PROMPT: Write out the records word for word.

Saved entries
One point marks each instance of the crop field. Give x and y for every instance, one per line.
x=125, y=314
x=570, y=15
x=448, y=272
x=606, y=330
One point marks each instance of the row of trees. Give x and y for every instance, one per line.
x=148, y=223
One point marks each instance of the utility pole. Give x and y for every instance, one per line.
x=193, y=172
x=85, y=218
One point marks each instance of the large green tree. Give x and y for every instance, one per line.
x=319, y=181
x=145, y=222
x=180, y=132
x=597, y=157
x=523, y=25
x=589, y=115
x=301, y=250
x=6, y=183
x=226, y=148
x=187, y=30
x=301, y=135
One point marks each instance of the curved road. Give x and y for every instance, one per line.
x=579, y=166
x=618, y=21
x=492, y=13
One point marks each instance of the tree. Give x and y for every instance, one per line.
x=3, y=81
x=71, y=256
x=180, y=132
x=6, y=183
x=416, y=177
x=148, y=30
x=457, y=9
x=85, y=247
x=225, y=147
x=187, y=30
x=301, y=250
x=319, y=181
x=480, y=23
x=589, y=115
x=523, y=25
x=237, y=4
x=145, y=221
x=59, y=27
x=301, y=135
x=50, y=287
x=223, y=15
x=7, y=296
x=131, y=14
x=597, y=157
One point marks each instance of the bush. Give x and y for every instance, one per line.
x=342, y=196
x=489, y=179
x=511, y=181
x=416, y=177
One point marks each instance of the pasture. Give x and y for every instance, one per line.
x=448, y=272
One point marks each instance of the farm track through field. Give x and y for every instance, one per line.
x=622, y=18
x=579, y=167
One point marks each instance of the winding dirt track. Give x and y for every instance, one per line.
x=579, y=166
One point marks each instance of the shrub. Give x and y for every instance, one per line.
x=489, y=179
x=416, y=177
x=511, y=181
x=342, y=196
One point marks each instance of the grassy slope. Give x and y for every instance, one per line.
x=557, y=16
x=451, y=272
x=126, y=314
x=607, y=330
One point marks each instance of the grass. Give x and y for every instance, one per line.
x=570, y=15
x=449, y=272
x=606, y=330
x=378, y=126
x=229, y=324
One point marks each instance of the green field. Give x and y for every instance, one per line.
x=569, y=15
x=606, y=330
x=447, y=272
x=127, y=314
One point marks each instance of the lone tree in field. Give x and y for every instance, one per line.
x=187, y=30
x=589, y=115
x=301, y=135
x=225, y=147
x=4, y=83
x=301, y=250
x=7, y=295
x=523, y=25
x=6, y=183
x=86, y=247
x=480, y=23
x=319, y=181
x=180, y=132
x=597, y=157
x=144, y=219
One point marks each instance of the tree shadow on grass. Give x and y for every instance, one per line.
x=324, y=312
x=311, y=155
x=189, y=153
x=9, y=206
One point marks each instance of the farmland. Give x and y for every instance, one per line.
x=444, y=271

ANSWER BOX:
One point marks each instance of the crop field. Give x and y for every instance, one per line.
x=125, y=314
x=570, y=15
x=448, y=272
x=606, y=330
One point marks each instance of the row of trees. Give x and y for every instance, one per line.
x=148, y=223
One point marks each instance of the utility pole. Give x and y for every instance, one per line.
x=193, y=172
x=85, y=218
One point marks each instance of the large green tree. Give x and y for every instance, one per line.
x=319, y=181
x=145, y=222
x=180, y=132
x=597, y=157
x=523, y=25
x=589, y=115
x=301, y=250
x=6, y=183
x=226, y=148
x=187, y=30
x=301, y=135
One point marks each instance of the curved road. Give x and y for every instance, one per line.
x=579, y=166
x=618, y=21
x=492, y=13
One point marks each instance of the tree. Give x and y for every instance, one per line.
x=3, y=81
x=71, y=256
x=180, y=132
x=6, y=183
x=416, y=177
x=148, y=30
x=457, y=9
x=85, y=247
x=225, y=147
x=187, y=30
x=301, y=250
x=319, y=181
x=480, y=23
x=589, y=115
x=523, y=25
x=237, y=4
x=145, y=221
x=59, y=27
x=301, y=135
x=50, y=287
x=223, y=15
x=7, y=296
x=131, y=14
x=597, y=157
One point marks each instance of the bush. Give x and y for every instance, one per line.
x=342, y=196
x=489, y=179
x=511, y=181
x=416, y=177
One point marks each instance of the pasture. Give x and y for every instance, one per line.
x=448, y=272
One point marks each instance of the farm track through field. Give x and y for every instance, one per line.
x=622, y=18
x=579, y=167
One point marks each instance of the winding dirt track. Give x and y for every instance, one per line.
x=579, y=166
One point marks each instance of the shrub. Give x and y for every instance, one per line.
x=489, y=179
x=416, y=177
x=511, y=181
x=342, y=196
One point marks each instance of the grassy slope. Give x and y for every instance, one per line.
x=557, y=16
x=451, y=272
x=126, y=314
x=607, y=330
One point marks each instance of the grass. Give x and y for every instance, one per line.
x=570, y=15
x=449, y=272
x=606, y=330
x=378, y=126
x=229, y=324
One point marks each instance of the green field. Give x and y for every instance, one per line.
x=569, y=15
x=606, y=330
x=447, y=272
x=127, y=314
One point marks each instance of the lone tree in field. Give x and y for every instance, one per line.
x=187, y=30
x=589, y=115
x=301, y=135
x=225, y=147
x=4, y=83
x=301, y=250
x=7, y=295
x=523, y=25
x=6, y=183
x=86, y=247
x=480, y=23
x=319, y=181
x=180, y=132
x=597, y=157
x=144, y=219
One point marks each instance of the tree shadow on grass. Give x and y for every instance, one per line.
x=324, y=312
x=311, y=155
x=189, y=153
x=9, y=206
One point marks each instance of the farmland. Give x and y for every instance, one per line.
x=444, y=271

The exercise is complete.